• **WHAT THE EXERCISE ASKS**:
Can you recast the records as a numbered list, starting at the beginning of the records and ending at the line containing "inner_rings: a ring", with blank lines left out?
--- START OF AVAILABLE RECORDS ---
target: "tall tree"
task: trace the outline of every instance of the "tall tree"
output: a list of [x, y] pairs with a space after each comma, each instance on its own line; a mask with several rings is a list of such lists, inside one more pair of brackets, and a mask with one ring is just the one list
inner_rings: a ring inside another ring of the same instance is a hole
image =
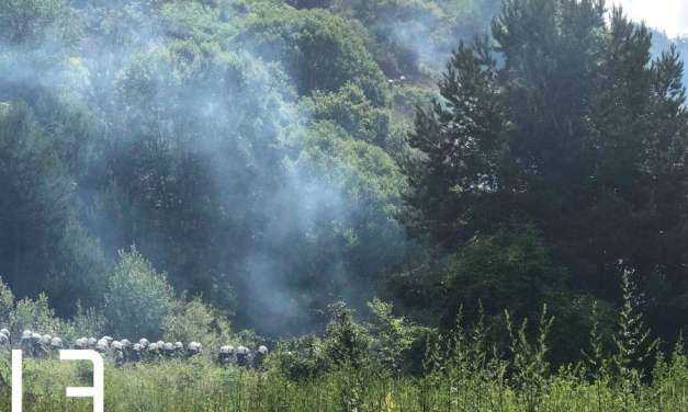
[[606, 13], [601, 0], [507, 0], [494, 45], [459, 46], [410, 138], [408, 226], [453, 251], [535, 225], [578, 287], [616, 298], [631, 271], [657, 313], [685, 322], [683, 64], [674, 49], [651, 61], [648, 30]]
--- END OF AVAILABLE RECORDS ---
• **FULL OUTPUT**:
1. target: "tall tree"
2. task: trace the outline of every instance of the "tall tree"
3. output: a list of [x, y] pairs with a space after each comma, each instance on its own line; a mask with several rings is a list of such lists, inside one more pair of brackets, and a mask with one ring is just the one list
4. inner_rings: a ring inside another ring of the same instance is a hole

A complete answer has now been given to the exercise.